*** Text block

This three-day intensive course introduces the principles and practice of single-cell RNA sequencing, combining historical perspective with hands-on data analysis.
The course begins with landmark papers that shaped the field, providing context for modern single-cell technologies and experimental design. Participants then explore key steps in single-cell workflows, from data generation to biological interpretation.
The workshop includes a practical training component using Seurat, where participants perform quality control, dimensionality reduction (UMAP), and cell type annotation on real single-cell datasets. By the end of the course, participants gain both conceptual understanding and practical skills required to analyze and interpret single-cell transcriptomic data.

******
*** Entries shown

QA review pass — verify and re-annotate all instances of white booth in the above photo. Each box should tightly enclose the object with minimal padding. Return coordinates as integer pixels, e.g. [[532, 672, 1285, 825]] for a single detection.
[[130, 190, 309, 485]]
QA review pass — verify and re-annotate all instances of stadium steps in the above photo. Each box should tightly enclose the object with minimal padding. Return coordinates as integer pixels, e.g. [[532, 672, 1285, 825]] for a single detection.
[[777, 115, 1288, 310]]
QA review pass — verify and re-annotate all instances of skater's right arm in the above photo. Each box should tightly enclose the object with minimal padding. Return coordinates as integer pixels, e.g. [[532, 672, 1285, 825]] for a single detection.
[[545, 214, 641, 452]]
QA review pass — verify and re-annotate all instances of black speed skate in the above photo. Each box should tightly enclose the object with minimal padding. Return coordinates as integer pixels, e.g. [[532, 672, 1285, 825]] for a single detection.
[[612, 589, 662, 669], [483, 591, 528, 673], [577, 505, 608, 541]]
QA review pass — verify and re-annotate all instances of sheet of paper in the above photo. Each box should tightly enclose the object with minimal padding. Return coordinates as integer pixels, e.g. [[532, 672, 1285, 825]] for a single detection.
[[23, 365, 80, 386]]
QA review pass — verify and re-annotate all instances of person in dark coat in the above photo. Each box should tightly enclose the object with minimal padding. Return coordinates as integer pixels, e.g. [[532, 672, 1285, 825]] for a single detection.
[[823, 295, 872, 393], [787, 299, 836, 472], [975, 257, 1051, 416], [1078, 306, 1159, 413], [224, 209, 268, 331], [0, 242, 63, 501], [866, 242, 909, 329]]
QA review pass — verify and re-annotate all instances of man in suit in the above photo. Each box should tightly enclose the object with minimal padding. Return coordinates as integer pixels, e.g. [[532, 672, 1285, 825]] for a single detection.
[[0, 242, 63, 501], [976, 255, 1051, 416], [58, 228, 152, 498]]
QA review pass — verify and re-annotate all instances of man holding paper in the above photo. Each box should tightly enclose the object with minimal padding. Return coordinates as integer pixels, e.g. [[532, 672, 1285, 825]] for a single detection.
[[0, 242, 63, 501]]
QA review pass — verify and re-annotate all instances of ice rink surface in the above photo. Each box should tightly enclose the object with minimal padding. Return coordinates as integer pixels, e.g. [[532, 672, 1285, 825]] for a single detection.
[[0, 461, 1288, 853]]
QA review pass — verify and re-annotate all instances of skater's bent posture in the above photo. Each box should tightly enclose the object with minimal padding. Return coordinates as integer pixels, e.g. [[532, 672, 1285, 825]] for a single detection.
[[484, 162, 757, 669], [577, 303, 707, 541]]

******

Required action 1: Return the part of the single-cell RNA sequencing course description starting at "The course begins" and ending at "to biological interpretation.", copied word for word.
Required action 2: Resume the single-cell RNA sequencing course description after its last sentence.
The records are not needed here.

Written reply 1:
The course begins with landmark papers that shaped the field, providing context for modern single-cell technologies and experimental design. Participants then explore key steps in single-cell workflows, from data generation to biological interpretation.

Written reply 2:
Course Outline:
Day 1: Basics of scRNA-seq genomics
- Introduction to scRNA-seq and key landmark papers
- Overview of major scRNA-seq technologies: droplet-based, plate-based, and snRNA-seq
- Experimental workflow: cell isolation, barcoding, UMIs, and sequencing
- Overview of data analysis tools (BeeNetPlus, Seurat) and standard data formats
Day 2: Bioinformatics pipeline & preprocessing
- Setting up the analysis environment in Google Colab
- Loading scRNA-seq datasets
- Quality control metrics: counts, genes, mitochondrial reads
- Normalization and log transformation
- Theoretical overview of cell annotation and downstream analysis steps
Day 3: Downstream analysis and future directions
- Dimensionality reduction using PCA
- Non-linear embedding method: UMAP
- Annotation of marker genes and coarse cell type
- Visualization and interpretation
- Limitations and common pitfalls
Selected candidates will be supported by the Child Health Research Foundation (CHRF).